# START OF DATA IN THIS EXERCISE

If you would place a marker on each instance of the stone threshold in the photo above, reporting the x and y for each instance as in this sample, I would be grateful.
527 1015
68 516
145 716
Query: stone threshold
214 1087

# END OF DATA IN THIS EXERCISE

= WHAT IS REQUIRED =
From the records above, pull out each line that contains the word "stone" and copy those lines unchanged.

= RESULT FOR THIS TASK =
If you would place a marker on each instance of the stone threshold in the photo above, reporting the x and y for each instance as in this sample, I would be grateful.
Query: stone threshold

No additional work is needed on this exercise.